■ ЗАДАНИЕ К ВЫПОЛНЕНИЮ: Сколько времени, согласно отрывку, прожили в номере 42?

■ ОТРЫВОК:
Мы с Д. Ф. вышли просто на улицы Варшавы. Снегу не было и помина. Чисто, сухо, довольно холодно. Незнакомая Варшава казалась чужим и неприятным Парижем.

Выйдя на Краковское предместье (главная улица), решили поискать Любимову. Она оказалась тут же, против почты с глобусом наверху.

Ее квартира возбудила во мне зависть. Но какую-то равнодушную. Давно уж стало как-то все равно все внешнее.

Сама Любимова оказалась не той сестрой Туган-Барановского, которую мы знали ближе, — второй. Полная, довольно красивая, представительная, и, по всем видимостям, очень «деловая»: она и в Комитете, она и в Кресте, она и с американцами, она и с евреями, она — везде. Приглашала нас к себе — знакомить со «всеми».

Сразу почувствовалось, что тут разные сложности и не без чепухи.

К вечеру мы еще были в той же несчастной комнате — вчетвером. Пришел Юзик Чапский, милая, нелепая дылда, — солдат. После своей эскапады в Петербург он вернулся в собственный полк, но не офицером, а пока — солдатом. Он ребенок-мечтатель, но очень глубокий, кажется. Типичный поляк, с лучшими их чертами. Влюблен в Пилсудского.

Поздно вечером Диме и Володе дали маленький номер в конце холодного и вонючего коридора. Мы с Д. С. остались в этом, первом номере (42), выходящем на лестницу.

В нем, в комнате с двумя кроватями у двери, с грязным умывальником и единственным столом, с окнами на шумную еврейскую улицу со скрежещущим трамваем, с криками евреев за тонкой стеной в коридоре, где как раз висел телефон, мы прожили с Д. С. больше двух месяцев. Здесь же мы готовились к нашим лекциям, здесь писали и книгу (поочередно, так как стол один), здесь принимали и толпу разнообразного народа — русских, поляков, интервьюеров, послов, людей всех направлений и всех положений.

Кофе утром варила я, Володя приносил нам хлеб и молоко из нижней еврейской цукерни «Студни», где они с Д. Ф. по утрам сидели. В 3 часа бледный наглый кельнер приносил нам обед (Д. Ф. обедал где-нибудь в городе), а вечером тот же Володя опять из «Студней» — яйца. Когда за стеной утихал наконец телефон, ночью, мыши поедали, с гвалтом, крошки и пытались откупоривать банку с запасным конденсированным молоком.

После обеда Д. С. уходил хоть немного отдыхать в номере 35 (Д.Ф. и Володи), а мы оставались втроем у нас. Это принужденное сиденье без дела и возможности одиночества вспоминается особенно тяжело.

Бесполезно описывать подробно эти месяцы. Важно наметить общую черту и поставить главные вехи наших этапов.

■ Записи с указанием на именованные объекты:
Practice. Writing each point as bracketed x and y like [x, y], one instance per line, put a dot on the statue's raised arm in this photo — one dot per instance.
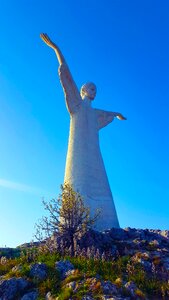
[72, 95]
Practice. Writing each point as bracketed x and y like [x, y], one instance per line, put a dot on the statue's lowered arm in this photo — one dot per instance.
[72, 95]
[106, 117]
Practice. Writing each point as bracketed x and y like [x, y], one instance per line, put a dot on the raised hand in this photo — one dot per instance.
[47, 40]
[120, 116]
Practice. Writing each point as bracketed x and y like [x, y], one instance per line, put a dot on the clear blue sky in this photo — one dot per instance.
[122, 46]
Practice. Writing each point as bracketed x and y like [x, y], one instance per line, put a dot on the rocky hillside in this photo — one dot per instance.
[116, 264]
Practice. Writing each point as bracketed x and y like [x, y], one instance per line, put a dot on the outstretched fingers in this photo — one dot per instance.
[47, 40]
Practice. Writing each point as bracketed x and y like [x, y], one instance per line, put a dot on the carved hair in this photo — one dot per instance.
[85, 88]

■ ПОЛУЧЕННЫЙ РЕЗУЛЬТАТ: Больше двух месяцев.